RECORDS SUPPLIED:
•••••

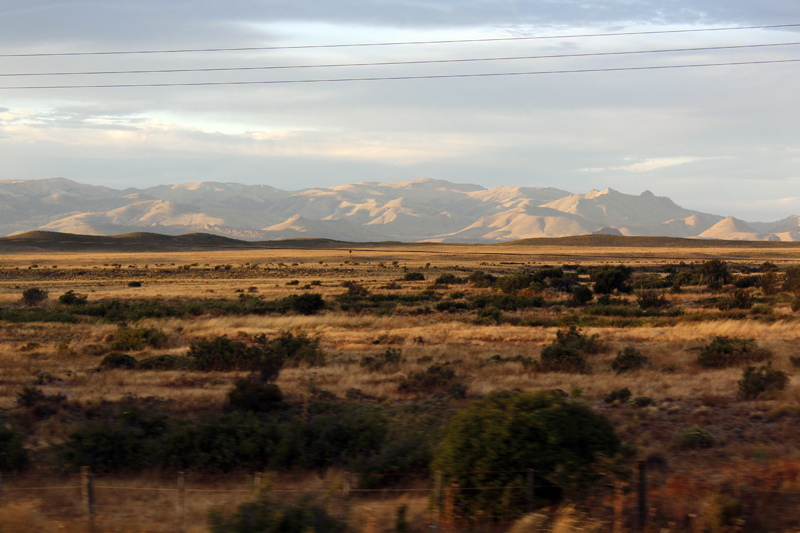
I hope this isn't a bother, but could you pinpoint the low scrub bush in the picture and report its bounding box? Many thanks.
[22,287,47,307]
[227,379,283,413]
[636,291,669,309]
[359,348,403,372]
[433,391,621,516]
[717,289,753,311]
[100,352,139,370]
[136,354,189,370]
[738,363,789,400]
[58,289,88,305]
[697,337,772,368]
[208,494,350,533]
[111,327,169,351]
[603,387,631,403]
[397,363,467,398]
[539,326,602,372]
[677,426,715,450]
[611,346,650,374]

•••••

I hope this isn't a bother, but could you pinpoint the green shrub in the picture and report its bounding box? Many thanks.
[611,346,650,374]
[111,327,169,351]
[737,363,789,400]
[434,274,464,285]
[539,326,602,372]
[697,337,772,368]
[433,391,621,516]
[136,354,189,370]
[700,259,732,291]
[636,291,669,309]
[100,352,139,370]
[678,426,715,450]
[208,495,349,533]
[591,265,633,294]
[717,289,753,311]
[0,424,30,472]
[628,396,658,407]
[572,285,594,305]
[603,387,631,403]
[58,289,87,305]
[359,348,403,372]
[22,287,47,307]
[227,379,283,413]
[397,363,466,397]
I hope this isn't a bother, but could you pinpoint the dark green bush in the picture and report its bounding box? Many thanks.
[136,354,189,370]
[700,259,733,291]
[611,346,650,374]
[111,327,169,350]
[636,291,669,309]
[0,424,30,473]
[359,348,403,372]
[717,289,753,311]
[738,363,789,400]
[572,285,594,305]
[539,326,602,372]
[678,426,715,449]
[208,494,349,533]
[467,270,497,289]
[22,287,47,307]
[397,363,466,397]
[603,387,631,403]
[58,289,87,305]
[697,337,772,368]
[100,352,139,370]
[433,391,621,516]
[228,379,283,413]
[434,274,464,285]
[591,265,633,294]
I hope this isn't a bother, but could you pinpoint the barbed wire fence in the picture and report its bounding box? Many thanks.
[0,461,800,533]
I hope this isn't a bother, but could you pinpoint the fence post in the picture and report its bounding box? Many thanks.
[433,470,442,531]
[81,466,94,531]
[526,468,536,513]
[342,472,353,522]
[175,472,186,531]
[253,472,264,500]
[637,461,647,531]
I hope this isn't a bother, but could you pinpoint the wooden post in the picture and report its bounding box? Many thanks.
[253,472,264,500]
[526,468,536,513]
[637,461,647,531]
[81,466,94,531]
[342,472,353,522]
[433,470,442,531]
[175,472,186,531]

•••••

BRIEF:
Render the material from the line with "pinpoint the barbed" to the line with "[0,461,800,533]", both included, as a numbered list with blank lines left out.

THE RESULT:
1. I hope this isn't a bother, but could you pinpoint the barbed wire fence in the picture and report its bounding box? Many thanks.
2. [0,461,800,533]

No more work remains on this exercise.